## begin
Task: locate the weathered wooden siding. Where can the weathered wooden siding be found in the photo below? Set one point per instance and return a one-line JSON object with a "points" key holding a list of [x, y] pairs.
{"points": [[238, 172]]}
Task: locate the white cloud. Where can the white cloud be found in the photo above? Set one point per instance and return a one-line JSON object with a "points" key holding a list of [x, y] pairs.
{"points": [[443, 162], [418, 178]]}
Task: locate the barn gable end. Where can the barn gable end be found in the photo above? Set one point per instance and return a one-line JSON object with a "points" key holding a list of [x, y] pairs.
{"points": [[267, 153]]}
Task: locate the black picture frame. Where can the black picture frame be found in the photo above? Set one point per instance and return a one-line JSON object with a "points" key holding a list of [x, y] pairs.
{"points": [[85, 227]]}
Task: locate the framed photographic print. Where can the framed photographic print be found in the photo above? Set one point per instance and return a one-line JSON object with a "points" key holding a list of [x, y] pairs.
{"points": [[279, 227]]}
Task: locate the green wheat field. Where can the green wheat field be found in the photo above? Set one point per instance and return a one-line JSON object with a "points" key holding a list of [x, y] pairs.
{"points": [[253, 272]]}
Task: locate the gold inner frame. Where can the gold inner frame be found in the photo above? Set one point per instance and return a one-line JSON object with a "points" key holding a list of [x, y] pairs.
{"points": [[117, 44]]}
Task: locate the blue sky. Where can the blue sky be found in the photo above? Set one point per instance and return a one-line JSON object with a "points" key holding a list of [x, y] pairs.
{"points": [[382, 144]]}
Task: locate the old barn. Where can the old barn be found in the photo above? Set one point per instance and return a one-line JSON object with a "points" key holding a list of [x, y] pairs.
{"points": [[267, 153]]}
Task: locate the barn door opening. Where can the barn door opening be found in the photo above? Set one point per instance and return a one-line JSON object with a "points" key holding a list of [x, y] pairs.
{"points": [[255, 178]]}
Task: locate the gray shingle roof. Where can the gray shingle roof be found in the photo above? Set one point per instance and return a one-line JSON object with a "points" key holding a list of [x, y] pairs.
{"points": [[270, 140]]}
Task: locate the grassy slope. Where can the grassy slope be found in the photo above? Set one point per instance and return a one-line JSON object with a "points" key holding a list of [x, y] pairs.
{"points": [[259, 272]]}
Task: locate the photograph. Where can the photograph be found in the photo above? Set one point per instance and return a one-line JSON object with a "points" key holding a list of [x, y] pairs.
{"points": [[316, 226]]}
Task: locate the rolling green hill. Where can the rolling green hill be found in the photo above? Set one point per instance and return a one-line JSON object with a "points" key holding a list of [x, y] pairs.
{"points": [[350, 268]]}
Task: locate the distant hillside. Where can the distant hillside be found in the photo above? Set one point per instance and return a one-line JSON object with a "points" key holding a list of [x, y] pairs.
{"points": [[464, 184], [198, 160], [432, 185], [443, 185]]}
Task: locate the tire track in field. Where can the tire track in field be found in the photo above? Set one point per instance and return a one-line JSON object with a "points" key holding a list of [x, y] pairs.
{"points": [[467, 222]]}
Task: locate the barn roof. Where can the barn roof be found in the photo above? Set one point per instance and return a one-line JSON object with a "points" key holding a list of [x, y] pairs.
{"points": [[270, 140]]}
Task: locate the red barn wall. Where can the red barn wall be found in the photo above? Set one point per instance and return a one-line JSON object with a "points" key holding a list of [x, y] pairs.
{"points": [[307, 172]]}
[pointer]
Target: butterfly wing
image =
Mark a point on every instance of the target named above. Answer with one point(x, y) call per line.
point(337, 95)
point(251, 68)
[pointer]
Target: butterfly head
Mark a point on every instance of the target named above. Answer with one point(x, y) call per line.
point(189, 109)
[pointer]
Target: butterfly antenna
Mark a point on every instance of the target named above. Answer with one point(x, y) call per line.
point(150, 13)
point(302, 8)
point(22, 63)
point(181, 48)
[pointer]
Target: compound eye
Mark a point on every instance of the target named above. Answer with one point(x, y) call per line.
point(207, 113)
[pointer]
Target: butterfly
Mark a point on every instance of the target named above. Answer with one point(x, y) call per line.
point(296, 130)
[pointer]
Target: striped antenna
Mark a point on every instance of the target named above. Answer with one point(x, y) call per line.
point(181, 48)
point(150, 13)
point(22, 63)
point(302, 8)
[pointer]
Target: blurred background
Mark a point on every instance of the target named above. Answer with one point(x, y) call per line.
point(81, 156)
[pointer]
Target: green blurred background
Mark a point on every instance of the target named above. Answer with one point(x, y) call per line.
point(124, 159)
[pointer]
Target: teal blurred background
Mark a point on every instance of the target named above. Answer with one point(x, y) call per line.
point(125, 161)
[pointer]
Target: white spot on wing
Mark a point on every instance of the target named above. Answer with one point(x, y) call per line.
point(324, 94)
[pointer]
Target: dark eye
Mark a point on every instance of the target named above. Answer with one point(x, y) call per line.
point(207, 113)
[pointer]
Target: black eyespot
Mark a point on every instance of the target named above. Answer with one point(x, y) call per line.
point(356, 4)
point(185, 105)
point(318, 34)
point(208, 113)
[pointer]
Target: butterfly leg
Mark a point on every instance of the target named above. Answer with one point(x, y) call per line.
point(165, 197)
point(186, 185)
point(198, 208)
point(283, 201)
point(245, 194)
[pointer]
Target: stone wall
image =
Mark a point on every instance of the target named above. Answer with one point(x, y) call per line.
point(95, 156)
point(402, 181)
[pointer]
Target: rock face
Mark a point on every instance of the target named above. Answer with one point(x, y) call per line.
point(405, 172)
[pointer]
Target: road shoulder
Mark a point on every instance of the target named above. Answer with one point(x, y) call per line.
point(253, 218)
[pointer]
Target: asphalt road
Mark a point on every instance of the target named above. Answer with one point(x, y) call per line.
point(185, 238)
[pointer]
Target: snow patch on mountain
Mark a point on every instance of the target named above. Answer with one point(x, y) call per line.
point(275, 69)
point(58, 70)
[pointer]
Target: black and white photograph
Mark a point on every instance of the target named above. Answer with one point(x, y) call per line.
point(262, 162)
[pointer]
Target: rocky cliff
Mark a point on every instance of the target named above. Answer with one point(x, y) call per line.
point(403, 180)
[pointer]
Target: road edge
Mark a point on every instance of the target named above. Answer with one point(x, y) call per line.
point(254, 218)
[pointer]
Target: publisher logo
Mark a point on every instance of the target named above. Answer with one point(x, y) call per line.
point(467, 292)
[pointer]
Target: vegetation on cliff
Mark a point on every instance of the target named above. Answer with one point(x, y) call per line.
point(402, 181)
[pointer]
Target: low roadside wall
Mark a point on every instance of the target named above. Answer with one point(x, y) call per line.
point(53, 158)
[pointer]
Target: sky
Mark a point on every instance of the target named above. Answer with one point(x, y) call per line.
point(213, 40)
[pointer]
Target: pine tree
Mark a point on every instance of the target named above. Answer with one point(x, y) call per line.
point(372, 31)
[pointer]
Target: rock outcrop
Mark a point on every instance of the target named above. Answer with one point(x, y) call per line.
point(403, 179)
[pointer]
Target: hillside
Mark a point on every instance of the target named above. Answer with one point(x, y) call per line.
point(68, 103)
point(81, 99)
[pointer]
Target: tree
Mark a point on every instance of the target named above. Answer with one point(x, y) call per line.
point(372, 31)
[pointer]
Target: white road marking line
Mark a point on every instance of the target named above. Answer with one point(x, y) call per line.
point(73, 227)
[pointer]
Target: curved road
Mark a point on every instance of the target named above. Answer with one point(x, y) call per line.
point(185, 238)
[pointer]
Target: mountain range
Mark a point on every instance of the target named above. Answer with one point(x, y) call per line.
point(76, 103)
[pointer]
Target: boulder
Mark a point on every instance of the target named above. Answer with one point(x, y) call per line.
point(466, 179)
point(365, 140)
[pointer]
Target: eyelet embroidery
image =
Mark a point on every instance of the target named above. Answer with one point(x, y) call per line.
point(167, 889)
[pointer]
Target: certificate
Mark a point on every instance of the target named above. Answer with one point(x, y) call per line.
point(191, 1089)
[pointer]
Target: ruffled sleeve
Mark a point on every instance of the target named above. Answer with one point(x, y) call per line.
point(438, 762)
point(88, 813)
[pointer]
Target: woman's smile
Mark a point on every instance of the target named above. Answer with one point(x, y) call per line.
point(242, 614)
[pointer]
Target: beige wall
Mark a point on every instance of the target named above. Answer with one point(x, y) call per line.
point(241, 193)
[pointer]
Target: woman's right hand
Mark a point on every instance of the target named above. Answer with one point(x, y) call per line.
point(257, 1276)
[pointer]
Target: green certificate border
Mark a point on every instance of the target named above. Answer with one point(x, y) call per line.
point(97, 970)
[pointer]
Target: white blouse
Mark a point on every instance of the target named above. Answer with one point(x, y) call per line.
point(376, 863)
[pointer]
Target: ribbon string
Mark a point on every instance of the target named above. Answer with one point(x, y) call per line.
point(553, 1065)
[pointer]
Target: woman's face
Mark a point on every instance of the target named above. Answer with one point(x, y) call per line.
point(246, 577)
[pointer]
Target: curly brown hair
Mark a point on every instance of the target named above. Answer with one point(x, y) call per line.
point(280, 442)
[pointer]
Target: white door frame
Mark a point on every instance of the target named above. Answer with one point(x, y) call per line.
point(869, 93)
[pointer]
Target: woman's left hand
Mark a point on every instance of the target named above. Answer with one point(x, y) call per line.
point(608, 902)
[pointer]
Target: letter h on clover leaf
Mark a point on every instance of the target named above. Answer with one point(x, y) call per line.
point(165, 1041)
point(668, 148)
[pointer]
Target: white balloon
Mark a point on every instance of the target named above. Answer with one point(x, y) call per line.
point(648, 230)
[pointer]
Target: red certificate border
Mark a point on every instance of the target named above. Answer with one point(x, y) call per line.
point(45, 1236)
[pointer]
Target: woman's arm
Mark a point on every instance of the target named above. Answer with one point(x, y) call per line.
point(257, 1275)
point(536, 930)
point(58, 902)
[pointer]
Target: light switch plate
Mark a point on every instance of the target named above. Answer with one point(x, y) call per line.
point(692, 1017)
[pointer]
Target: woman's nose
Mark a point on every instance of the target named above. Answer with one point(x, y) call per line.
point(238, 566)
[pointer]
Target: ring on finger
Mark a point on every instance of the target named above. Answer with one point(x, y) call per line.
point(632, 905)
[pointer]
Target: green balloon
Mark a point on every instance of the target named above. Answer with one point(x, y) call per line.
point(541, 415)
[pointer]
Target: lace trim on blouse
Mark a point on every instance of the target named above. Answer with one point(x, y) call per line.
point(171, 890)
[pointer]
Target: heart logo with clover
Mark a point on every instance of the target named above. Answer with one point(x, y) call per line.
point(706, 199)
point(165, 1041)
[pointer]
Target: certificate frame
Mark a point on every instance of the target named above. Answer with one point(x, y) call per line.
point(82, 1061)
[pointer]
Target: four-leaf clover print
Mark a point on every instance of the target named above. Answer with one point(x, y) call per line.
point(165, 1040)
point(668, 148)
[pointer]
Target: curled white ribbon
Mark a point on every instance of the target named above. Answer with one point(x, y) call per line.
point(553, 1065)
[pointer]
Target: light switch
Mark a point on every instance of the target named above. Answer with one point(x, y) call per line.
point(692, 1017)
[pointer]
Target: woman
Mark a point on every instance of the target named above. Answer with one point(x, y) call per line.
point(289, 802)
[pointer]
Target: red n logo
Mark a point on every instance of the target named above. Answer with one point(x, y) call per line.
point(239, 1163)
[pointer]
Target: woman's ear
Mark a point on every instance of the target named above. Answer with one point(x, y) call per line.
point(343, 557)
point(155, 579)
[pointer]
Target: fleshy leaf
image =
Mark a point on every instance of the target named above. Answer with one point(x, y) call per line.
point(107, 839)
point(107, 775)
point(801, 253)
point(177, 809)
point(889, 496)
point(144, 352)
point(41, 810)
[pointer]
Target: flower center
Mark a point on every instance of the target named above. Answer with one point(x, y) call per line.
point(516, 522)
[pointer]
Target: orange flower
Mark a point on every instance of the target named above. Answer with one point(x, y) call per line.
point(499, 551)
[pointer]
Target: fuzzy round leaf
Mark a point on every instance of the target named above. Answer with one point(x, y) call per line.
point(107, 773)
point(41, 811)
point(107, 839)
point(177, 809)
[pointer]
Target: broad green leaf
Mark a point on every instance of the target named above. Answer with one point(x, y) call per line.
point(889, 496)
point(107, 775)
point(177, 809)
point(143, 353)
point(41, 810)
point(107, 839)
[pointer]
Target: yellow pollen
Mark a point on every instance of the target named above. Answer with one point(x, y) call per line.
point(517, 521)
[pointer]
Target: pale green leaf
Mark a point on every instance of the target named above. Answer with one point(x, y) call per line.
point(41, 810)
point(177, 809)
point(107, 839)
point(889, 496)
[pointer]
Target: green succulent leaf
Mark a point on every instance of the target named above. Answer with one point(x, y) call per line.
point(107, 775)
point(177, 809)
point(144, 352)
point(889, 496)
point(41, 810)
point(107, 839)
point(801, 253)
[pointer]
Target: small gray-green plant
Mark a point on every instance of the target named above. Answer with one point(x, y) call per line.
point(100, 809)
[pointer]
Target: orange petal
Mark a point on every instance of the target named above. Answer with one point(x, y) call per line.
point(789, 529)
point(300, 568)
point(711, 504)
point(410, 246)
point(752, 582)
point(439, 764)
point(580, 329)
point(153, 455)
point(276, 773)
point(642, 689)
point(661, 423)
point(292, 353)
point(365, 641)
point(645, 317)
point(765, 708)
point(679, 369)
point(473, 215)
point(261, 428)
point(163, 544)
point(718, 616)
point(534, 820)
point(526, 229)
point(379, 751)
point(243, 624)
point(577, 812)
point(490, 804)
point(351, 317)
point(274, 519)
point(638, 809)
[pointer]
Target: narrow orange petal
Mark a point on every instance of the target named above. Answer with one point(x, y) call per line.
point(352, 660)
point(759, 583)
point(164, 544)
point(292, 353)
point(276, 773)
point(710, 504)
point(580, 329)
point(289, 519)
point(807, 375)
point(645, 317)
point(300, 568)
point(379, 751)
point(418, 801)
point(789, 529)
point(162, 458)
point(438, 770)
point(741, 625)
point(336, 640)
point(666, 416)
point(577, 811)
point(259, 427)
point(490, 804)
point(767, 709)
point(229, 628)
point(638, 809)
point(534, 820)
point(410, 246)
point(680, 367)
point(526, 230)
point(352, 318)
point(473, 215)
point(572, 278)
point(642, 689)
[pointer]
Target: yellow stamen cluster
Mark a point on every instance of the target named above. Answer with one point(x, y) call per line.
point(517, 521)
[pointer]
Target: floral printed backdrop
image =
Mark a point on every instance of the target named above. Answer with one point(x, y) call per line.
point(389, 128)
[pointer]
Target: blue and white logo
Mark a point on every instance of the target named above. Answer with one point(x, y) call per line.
## end
EXERCISE REQUIREMENTS –
Identify every line in the rows above that contains the string "woman", treating case as significant, and copy each of those lines in full.

FULL OUTPUT –
Target: woman's smile
Target: woman's right hand
Target: woman's face
Target: woman's left hand
Target: woman's arm
Target: woman's nose
Target: woman
Target: woman's ear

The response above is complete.